Convert every line of the data below into a JSON list of strings, one string per line, omitting blank lines and leaving out the pictures.

ENTRIES PROVIDED
+++

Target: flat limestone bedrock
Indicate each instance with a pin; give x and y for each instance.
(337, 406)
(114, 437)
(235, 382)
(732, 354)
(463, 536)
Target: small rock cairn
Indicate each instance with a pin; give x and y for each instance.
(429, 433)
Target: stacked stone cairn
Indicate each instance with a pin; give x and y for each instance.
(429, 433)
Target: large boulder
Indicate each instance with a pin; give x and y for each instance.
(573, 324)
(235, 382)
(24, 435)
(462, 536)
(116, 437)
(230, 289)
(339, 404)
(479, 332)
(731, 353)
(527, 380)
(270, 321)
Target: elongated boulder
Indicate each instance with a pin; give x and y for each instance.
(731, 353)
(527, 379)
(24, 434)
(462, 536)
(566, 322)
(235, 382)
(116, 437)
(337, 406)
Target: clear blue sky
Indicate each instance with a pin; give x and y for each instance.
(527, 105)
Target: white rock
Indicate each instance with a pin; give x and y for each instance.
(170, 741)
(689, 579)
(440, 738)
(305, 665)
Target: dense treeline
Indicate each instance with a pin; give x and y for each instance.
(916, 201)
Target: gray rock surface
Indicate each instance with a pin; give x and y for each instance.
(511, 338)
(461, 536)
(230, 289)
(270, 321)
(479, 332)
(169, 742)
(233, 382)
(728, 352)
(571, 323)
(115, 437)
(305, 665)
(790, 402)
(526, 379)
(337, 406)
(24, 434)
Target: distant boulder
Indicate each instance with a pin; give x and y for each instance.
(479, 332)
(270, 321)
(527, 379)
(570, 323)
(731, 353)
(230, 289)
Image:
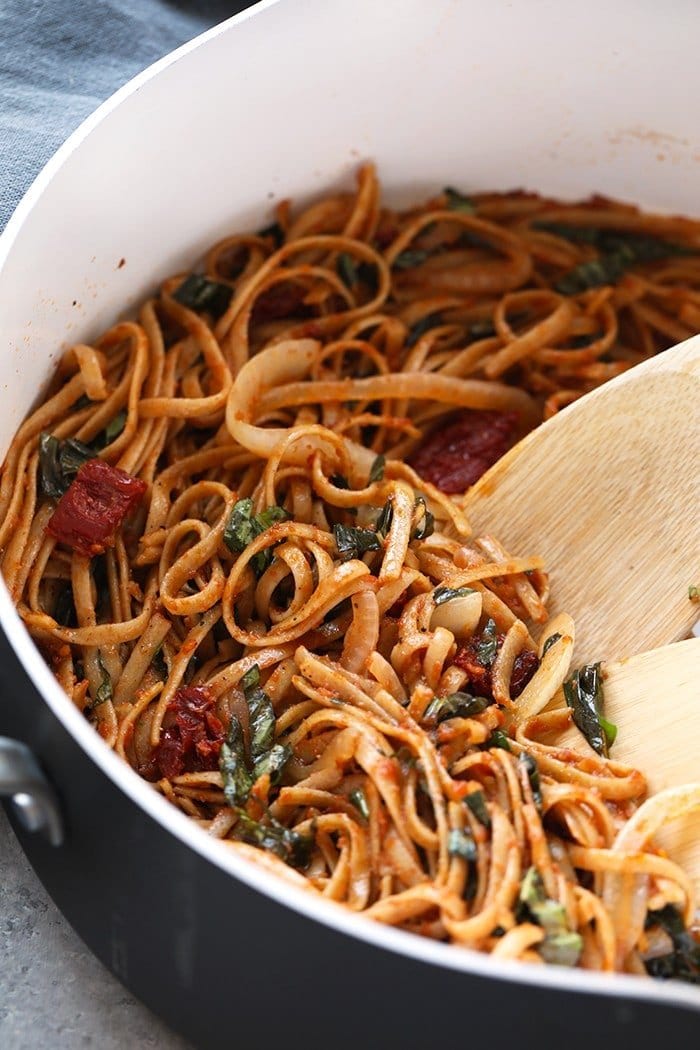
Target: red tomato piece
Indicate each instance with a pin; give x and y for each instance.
(192, 736)
(455, 456)
(94, 505)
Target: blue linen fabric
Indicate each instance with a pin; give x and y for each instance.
(60, 59)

+++

OUTPUT FOR THIS EXERCISE
[
  "Target: flat limestone bedrock",
  "Indicate each instance with a pin; give x and y for each instance.",
  "(337, 406)",
  "(114, 437)",
  "(235, 382)",
  "(732, 354)",
  "(463, 536)",
  "Target: small rock cairn",
  "Indicate each instance with a pin; give x and y for each instance.",
  "(429, 433)",
  "Target: stacked stone cairn",
  "Indicate each instance with a pin; give x and y for each instance.",
  "(429, 433)",
  "Target: large boulder",
  "Indicate each instance with a pin; give x and y for each instance.",
  "(573, 324)",
  "(235, 382)",
  "(24, 435)",
  "(462, 536)",
  "(116, 437)",
  "(230, 289)",
  "(339, 404)",
  "(479, 332)",
  "(731, 353)",
  "(527, 380)",
  "(270, 321)",
  "Target: elongated boulder",
  "Indicate each instance with a pin; give x and y for each instance.",
  "(731, 353)",
  "(527, 379)",
  "(24, 434)",
  "(462, 536)",
  "(566, 322)",
  "(235, 382)",
  "(116, 437)",
  "(337, 406)",
  "Target: clear blue sky",
  "Indicate each instance with a pin; give x and y for each instance.",
  "(527, 105)",
  "Target: white rock",
  "Indicate each instance with a pin; give x and y for each instance.",
  "(170, 741)",
  "(689, 579)",
  "(440, 738)",
  "(305, 665)",
  "Target: dense treeline",
  "Indicate each instance with a pin; give x and y for each instance.",
  "(916, 201)",
  "Target: gray rock surface",
  "Indicate each instance with a pin; give x and y for each instance.",
  "(511, 338)",
  "(461, 536)",
  "(230, 289)",
  "(270, 321)",
  "(479, 332)",
  "(169, 742)",
  "(233, 382)",
  "(728, 352)",
  "(571, 323)",
  "(115, 437)",
  "(305, 665)",
  "(790, 402)",
  "(526, 379)",
  "(337, 406)",
  "(24, 434)",
  "Target: distant boulder",
  "Indicate each instance with a pin; give x and y for each instance.",
  "(479, 332)",
  "(270, 321)",
  "(527, 379)",
  "(570, 323)",
  "(731, 353)",
  "(230, 289)",
  "Image:",
  "Target: red tomato piece",
  "Indicate each instance with a pin; give x and y for each instance.",
  "(192, 736)",
  "(455, 456)",
  "(94, 505)",
  "Target: blue linen fabric",
  "Indicate each instance with a pin; give x and y for each instance.",
  "(60, 59)"
]